Update the part of the records that opens with the line containing "For the benchmark, point out every instance of the tree trunk" and closes with the line containing "point(184, 96)" by replacing "tree trunk" with "tree stump" and leaving everything else unchanged.
━━━━━━━━
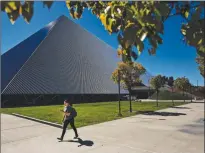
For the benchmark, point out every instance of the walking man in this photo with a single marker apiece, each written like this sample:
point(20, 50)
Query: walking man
point(69, 115)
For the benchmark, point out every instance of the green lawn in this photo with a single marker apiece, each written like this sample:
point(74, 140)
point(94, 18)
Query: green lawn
point(89, 113)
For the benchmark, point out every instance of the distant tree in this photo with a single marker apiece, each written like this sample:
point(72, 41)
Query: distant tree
point(130, 76)
point(132, 21)
point(157, 82)
point(170, 83)
point(182, 84)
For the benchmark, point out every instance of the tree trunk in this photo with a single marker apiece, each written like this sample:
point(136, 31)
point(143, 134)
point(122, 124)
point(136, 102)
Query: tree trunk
point(172, 97)
point(130, 100)
point(157, 98)
point(184, 96)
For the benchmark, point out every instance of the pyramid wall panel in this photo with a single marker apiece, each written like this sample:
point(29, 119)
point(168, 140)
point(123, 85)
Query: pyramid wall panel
point(14, 59)
point(69, 61)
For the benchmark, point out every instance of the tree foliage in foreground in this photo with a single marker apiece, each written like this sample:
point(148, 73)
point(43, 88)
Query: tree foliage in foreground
point(132, 21)
point(182, 84)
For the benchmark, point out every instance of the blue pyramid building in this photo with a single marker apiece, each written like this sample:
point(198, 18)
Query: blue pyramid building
point(60, 59)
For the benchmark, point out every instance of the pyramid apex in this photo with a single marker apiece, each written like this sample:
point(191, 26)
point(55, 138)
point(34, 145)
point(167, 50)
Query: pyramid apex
point(62, 17)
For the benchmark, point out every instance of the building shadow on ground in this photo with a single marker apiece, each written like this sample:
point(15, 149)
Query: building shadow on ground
point(81, 142)
point(159, 113)
point(178, 107)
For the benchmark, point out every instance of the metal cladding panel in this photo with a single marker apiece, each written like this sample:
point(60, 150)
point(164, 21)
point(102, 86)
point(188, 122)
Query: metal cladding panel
point(14, 59)
point(69, 61)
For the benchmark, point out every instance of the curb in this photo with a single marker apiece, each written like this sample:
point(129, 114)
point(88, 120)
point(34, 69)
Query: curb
point(37, 120)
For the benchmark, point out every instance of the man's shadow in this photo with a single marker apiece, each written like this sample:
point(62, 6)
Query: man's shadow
point(81, 142)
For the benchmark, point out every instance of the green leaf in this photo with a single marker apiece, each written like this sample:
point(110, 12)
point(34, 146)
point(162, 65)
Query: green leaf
point(27, 11)
point(48, 4)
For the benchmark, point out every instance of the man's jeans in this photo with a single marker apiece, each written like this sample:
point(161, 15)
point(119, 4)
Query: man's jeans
point(65, 125)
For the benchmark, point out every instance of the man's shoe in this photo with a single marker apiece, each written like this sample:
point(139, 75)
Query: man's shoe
point(60, 139)
point(76, 137)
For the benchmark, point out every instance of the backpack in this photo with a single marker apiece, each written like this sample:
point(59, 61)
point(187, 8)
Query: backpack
point(74, 113)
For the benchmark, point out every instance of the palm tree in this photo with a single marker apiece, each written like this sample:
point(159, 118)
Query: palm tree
point(157, 82)
point(130, 76)
point(182, 84)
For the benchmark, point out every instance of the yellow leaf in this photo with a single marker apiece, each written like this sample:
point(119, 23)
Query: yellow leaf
point(186, 14)
point(68, 4)
point(200, 41)
point(103, 19)
point(20, 10)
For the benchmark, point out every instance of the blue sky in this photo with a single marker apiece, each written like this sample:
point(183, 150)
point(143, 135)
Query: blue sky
point(173, 57)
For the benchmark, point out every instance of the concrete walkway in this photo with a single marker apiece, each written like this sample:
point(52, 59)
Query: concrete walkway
point(180, 132)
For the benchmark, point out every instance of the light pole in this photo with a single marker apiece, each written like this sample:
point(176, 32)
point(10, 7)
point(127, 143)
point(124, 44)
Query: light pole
point(149, 88)
point(191, 92)
point(119, 107)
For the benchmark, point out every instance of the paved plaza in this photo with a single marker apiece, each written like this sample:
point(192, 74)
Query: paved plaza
point(172, 130)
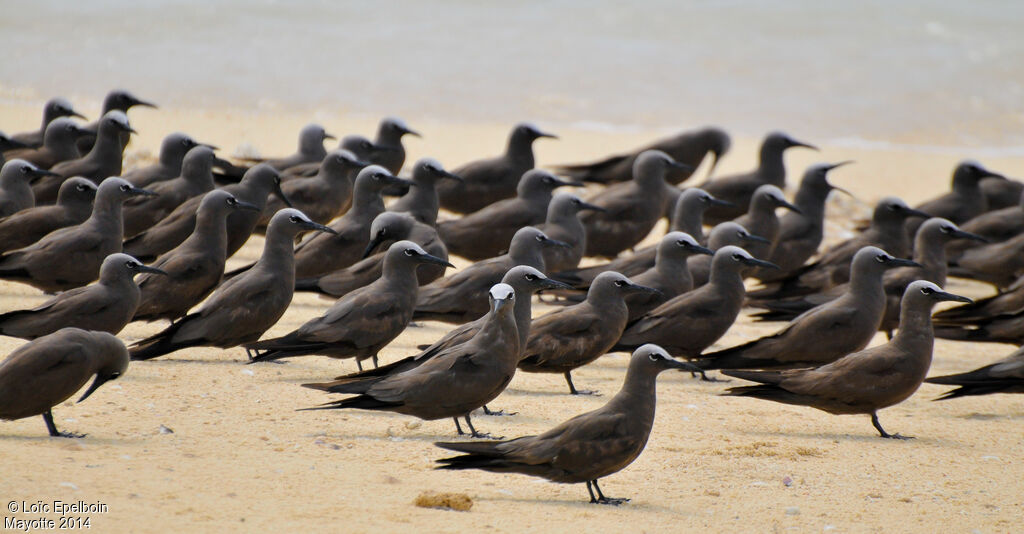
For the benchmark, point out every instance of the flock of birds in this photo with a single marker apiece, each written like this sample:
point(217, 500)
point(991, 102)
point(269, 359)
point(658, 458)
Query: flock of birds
point(150, 244)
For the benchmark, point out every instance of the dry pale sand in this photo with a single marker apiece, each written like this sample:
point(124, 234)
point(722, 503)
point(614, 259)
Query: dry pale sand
point(241, 457)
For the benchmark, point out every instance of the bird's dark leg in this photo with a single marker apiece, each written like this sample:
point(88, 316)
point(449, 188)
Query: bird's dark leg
point(883, 433)
point(474, 434)
point(572, 389)
point(48, 417)
point(601, 499)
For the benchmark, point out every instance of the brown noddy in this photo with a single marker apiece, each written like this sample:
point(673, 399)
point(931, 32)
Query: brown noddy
point(887, 232)
point(571, 337)
point(245, 306)
point(459, 298)
point(800, 233)
point(587, 447)
point(453, 383)
point(105, 305)
point(689, 147)
point(705, 314)
point(257, 183)
point(168, 166)
point(825, 332)
point(631, 208)
point(71, 256)
point(196, 179)
point(386, 229)
point(738, 189)
point(363, 322)
point(422, 201)
point(320, 255)
point(29, 226)
point(483, 234)
point(194, 269)
point(1005, 376)
point(52, 110)
point(15, 189)
point(866, 381)
point(103, 160)
point(47, 371)
point(486, 181)
point(58, 145)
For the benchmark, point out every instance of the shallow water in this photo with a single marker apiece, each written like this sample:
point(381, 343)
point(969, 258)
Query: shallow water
point(943, 74)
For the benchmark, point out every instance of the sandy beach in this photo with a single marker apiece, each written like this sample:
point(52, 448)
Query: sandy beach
point(240, 456)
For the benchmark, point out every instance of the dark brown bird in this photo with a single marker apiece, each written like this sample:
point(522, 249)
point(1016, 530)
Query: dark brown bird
point(587, 447)
point(107, 305)
point(459, 298)
point(826, 332)
point(453, 383)
point(47, 371)
point(195, 268)
point(483, 234)
point(866, 381)
point(196, 179)
point(571, 337)
point(1005, 376)
point(689, 147)
point(386, 230)
point(54, 109)
point(29, 226)
point(421, 201)
point(59, 144)
point(71, 256)
point(245, 306)
point(363, 322)
point(320, 255)
point(691, 322)
point(256, 186)
point(738, 189)
point(631, 209)
point(486, 181)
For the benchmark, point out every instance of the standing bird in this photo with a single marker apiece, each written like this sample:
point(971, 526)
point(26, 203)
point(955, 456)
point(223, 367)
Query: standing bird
point(29, 226)
point(631, 209)
point(363, 322)
point(866, 381)
point(691, 322)
point(107, 305)
point(196, 179)
point(168, 166)
point(15, 189)
point(571, 337)
point(562, 222)
point(422, 201)
point(738, 189)
point(587, 447)
point(54, 109)
point(453, 383)
point(459, 298)
point(196, 267)
point(256, 186)
point(71, 256)
point(483, 234)
point(800, 233)
point(103, 160)
point(689, 147)
point(320, 255)
point(245, 306)
point(825, 332)
point(486, 181)
point(1005, 376)
point(59, 144)
point(45, 372)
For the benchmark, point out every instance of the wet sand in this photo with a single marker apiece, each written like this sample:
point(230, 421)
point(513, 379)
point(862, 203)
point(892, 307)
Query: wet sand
point(241, 457)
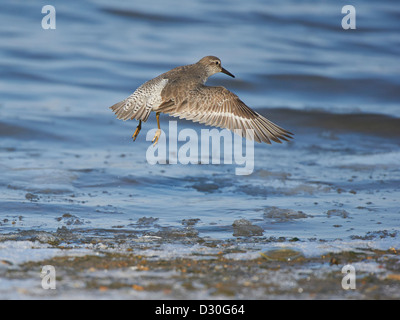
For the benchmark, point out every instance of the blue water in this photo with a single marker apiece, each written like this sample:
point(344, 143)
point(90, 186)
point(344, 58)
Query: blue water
━━━━━━━━
EXERCISE ANSWER:
For the benchmark, point out every instance of the tree stump in this photo with a single marker apiece, each written like this sample:
point(136, 31)
point(143, 134)
point(122, 124)
point(136, 102)
Query: tree stump
point(172, 97)
point(130, 100)
point(157, 98)
point(184, 96)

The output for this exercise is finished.